• GOAL:
Collect every line in the rows below that contains the word "railing", and copy each one unchanged.

• AVAILABLE DATA:
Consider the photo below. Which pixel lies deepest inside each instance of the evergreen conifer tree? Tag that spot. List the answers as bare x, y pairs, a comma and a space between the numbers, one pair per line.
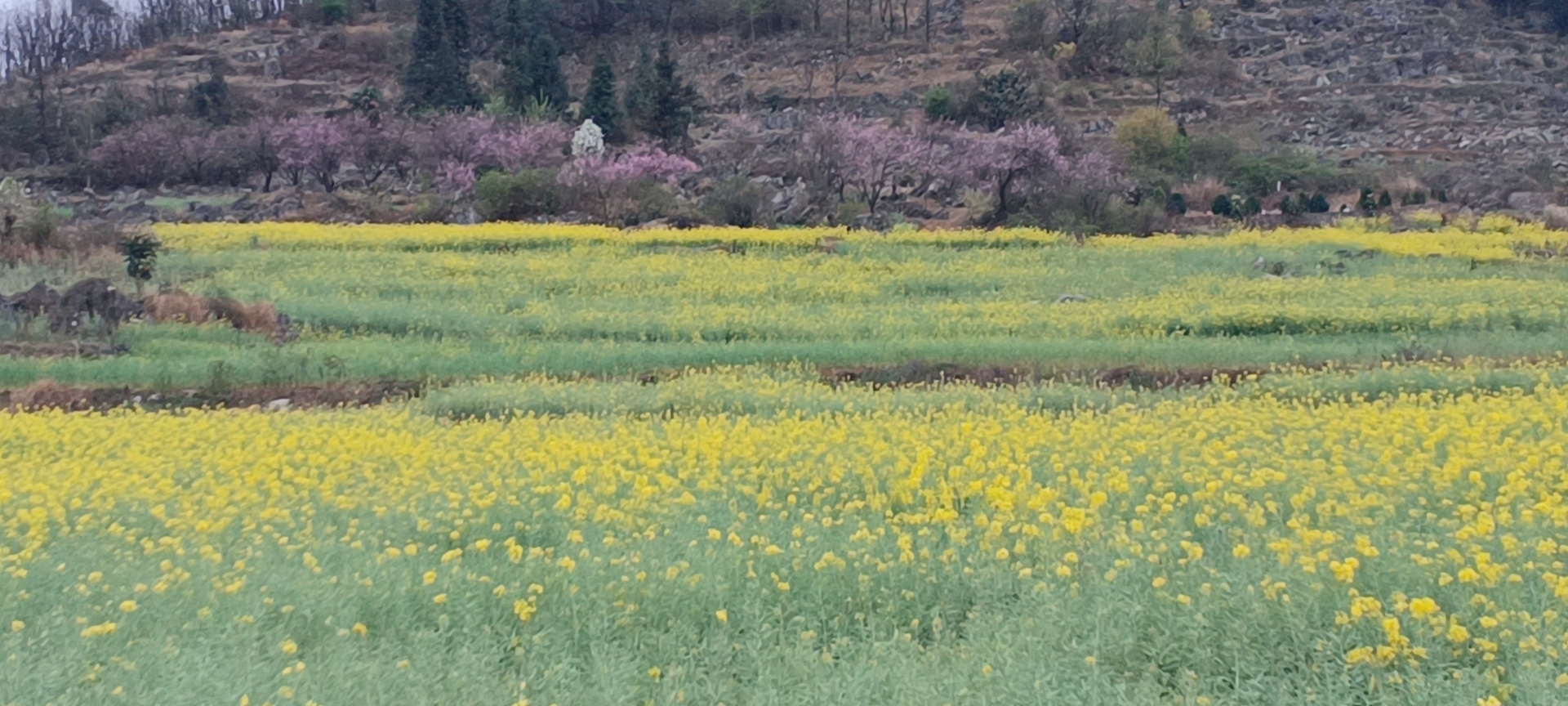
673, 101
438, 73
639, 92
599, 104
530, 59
--
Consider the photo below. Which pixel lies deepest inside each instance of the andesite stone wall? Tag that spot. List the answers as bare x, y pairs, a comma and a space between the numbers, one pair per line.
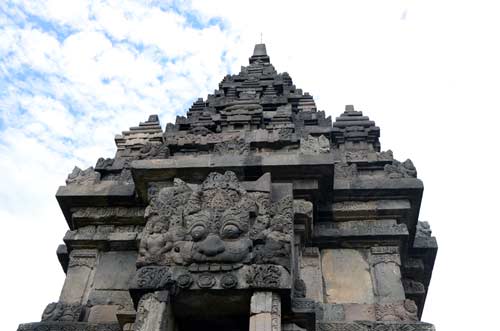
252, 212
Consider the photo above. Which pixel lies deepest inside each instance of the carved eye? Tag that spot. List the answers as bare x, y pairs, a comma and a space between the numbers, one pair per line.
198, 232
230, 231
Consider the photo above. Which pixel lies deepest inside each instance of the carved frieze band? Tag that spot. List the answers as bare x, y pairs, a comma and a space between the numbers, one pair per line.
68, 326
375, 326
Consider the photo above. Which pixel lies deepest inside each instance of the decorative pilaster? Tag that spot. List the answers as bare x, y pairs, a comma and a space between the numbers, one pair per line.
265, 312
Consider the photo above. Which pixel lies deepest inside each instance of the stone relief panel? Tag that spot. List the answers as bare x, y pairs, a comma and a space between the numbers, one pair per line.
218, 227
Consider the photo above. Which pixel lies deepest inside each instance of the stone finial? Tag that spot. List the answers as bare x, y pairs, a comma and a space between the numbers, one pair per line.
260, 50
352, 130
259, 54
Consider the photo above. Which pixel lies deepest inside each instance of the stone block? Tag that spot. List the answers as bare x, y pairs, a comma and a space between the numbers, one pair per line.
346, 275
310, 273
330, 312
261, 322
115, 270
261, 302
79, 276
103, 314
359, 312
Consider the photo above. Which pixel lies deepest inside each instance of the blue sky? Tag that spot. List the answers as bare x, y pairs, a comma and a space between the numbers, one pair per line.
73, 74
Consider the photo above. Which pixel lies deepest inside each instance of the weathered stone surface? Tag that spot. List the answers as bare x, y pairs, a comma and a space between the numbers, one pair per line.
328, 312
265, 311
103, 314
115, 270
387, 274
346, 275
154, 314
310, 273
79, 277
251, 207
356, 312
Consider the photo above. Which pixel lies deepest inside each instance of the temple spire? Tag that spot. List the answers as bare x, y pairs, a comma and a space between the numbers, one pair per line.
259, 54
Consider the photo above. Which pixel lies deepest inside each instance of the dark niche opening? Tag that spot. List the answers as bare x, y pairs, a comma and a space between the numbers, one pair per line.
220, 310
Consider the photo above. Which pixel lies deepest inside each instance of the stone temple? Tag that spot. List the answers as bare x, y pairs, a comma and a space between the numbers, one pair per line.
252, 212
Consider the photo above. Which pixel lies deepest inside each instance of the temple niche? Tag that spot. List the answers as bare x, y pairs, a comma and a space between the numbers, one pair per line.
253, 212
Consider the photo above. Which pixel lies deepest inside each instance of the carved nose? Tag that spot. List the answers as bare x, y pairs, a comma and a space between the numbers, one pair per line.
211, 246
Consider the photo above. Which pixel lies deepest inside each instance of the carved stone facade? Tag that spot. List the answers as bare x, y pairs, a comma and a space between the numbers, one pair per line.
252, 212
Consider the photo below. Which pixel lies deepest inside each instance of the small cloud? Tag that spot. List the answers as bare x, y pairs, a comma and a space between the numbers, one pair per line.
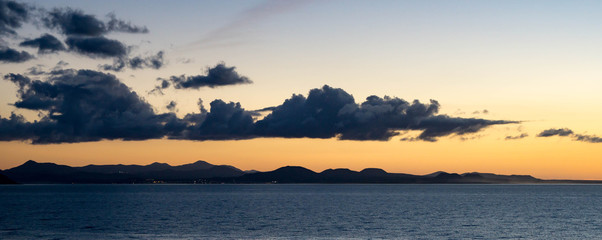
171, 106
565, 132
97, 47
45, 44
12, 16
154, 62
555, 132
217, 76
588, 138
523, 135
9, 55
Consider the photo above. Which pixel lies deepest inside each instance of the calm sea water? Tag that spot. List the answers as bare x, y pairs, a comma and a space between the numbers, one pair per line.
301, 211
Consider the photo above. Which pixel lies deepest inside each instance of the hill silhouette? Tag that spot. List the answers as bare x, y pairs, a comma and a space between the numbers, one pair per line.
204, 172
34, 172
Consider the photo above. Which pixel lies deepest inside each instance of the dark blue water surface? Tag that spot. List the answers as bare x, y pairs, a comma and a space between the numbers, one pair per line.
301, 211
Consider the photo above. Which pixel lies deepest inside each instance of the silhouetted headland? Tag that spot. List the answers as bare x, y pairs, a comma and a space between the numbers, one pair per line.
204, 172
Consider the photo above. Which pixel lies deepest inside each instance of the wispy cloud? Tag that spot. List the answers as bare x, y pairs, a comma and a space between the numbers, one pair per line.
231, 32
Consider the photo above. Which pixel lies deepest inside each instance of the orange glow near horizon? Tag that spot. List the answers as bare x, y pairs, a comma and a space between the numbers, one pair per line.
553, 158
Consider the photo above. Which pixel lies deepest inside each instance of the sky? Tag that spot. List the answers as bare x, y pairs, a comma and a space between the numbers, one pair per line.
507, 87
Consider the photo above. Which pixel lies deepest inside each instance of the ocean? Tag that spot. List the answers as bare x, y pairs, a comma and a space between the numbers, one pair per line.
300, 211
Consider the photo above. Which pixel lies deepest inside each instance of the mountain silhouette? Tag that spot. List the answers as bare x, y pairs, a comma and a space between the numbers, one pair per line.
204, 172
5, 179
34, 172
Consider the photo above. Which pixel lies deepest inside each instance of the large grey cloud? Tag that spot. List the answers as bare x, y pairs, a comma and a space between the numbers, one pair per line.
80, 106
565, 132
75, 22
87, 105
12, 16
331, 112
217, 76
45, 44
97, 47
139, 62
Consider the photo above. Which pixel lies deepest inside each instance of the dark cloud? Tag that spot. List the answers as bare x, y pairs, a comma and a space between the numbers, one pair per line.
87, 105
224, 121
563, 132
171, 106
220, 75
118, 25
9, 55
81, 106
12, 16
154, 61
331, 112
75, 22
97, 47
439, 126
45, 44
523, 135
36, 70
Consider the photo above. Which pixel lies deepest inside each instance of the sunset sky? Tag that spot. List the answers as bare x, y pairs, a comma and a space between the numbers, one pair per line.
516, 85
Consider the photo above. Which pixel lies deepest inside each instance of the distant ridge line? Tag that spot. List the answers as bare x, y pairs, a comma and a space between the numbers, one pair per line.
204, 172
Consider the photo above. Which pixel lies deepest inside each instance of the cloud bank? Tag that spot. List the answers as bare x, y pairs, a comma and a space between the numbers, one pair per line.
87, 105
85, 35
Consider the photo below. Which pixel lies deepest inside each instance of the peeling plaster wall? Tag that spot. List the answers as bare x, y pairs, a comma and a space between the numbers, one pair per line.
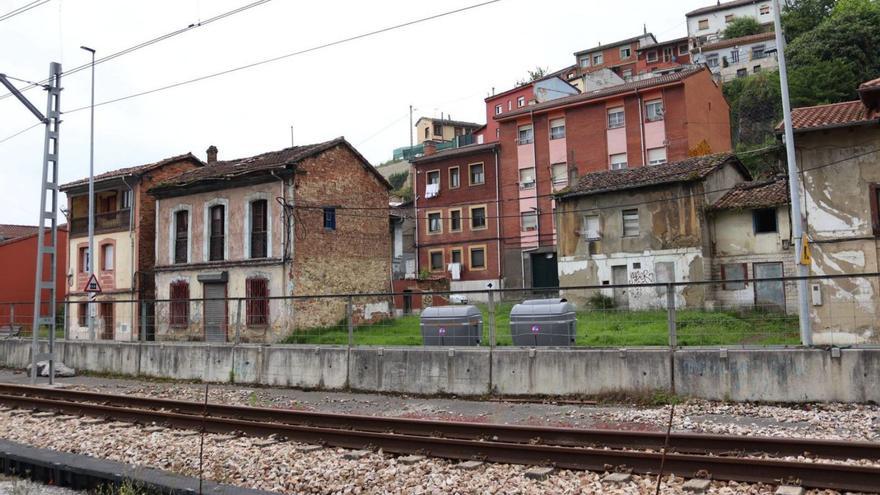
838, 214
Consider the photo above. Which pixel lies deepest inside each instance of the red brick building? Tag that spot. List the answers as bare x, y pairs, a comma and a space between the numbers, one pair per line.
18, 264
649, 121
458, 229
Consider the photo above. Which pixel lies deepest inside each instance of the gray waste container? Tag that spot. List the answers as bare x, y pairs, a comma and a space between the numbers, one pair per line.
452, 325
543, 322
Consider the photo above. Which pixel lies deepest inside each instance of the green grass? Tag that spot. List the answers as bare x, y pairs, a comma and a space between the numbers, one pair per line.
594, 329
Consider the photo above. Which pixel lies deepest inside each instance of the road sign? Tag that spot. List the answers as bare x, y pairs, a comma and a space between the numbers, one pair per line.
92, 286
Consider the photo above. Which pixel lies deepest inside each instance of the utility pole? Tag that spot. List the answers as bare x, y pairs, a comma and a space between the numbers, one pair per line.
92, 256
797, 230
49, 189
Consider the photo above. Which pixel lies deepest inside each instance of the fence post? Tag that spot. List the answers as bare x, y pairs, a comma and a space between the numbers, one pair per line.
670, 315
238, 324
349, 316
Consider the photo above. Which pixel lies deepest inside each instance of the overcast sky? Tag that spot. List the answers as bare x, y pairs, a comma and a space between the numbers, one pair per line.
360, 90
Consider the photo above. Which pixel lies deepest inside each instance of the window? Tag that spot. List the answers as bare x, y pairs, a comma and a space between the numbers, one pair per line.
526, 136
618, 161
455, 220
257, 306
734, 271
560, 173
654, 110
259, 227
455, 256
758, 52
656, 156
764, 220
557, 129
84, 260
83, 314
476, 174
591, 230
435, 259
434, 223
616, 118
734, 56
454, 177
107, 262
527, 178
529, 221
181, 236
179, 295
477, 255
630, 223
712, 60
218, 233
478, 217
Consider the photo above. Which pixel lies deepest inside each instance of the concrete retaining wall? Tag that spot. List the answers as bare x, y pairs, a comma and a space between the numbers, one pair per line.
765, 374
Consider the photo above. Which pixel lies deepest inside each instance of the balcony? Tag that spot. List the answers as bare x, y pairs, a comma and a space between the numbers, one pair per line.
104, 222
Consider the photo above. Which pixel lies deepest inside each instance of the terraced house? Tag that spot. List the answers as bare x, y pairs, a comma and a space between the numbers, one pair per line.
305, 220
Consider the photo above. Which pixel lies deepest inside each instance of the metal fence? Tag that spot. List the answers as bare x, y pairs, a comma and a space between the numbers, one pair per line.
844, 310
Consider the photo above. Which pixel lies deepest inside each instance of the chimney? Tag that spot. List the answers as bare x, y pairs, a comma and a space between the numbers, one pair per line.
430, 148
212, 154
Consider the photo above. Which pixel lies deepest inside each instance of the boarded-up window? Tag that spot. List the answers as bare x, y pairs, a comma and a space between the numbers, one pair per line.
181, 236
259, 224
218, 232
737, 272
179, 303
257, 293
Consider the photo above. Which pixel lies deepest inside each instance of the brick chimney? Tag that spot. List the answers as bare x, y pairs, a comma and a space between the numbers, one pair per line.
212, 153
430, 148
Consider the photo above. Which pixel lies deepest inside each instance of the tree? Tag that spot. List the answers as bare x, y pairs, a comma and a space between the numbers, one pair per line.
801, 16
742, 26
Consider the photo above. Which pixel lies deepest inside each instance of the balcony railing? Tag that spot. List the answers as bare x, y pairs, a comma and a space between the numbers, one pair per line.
* * *
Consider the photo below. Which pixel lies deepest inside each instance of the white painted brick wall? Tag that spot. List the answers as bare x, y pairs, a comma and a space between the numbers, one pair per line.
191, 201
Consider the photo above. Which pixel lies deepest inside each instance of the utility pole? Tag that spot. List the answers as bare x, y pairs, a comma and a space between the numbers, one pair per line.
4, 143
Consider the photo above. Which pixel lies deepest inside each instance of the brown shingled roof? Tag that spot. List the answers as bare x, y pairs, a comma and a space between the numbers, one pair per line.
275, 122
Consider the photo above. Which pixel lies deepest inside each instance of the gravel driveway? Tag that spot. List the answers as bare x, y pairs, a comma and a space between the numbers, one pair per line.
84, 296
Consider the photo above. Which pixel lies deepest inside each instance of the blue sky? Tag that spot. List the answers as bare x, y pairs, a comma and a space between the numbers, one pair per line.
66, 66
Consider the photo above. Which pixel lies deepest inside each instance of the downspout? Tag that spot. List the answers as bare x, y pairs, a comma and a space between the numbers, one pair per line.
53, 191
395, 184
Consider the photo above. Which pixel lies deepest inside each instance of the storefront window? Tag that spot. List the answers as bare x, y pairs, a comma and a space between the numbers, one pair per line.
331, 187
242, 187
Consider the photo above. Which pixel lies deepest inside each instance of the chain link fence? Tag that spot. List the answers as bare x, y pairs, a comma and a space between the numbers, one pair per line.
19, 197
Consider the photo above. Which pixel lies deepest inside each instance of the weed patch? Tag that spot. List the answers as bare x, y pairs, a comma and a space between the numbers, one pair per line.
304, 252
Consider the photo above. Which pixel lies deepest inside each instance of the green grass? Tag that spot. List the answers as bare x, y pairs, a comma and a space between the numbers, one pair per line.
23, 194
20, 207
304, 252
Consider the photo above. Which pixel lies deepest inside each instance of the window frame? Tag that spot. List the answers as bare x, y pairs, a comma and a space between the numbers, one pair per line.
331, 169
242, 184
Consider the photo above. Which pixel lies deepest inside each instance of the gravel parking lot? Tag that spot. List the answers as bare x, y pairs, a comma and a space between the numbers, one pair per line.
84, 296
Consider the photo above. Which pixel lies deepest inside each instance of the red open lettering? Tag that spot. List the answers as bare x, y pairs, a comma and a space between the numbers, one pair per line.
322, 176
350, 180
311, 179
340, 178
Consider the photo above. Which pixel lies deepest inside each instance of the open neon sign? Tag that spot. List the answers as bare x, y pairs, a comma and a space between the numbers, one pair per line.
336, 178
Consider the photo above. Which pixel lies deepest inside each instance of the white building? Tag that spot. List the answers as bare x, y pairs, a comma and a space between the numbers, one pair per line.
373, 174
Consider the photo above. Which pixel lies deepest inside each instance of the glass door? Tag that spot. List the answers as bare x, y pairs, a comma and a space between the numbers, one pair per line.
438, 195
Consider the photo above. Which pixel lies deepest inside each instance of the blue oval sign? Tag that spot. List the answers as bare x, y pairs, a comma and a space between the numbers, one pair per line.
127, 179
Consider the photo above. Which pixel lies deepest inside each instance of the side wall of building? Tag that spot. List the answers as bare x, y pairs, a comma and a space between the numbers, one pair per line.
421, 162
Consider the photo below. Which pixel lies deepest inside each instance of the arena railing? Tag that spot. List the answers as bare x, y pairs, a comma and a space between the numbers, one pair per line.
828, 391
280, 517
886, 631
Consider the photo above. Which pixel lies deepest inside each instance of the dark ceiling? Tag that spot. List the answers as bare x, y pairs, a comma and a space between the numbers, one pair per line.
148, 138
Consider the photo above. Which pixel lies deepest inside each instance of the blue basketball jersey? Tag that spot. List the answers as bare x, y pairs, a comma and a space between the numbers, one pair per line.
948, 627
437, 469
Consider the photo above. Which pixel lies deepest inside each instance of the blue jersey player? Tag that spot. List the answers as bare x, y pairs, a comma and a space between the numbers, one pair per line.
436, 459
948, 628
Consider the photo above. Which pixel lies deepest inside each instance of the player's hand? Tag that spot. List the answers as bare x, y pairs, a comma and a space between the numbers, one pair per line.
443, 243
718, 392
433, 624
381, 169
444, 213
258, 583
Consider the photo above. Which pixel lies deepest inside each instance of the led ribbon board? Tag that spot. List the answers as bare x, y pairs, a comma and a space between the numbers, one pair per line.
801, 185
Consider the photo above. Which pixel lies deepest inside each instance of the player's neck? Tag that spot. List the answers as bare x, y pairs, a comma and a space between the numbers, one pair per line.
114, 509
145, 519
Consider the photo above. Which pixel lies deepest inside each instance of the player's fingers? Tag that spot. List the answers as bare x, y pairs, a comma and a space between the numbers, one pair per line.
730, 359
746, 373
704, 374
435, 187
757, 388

• EXERCISE ANSWER:
Consider the photo above. Which pixel lies deepest inside each instance of the balcony railing? Tag that spot. List the answers as bare x, y pairs, a comma and a space between the numbers, one pair per line.
Consider the photo below. Which pixel lies deepest inside each instance of the arena railing? Tag that spot. List the answers as bare x, y pairs, a comma and a space between the numbers, one pair per line.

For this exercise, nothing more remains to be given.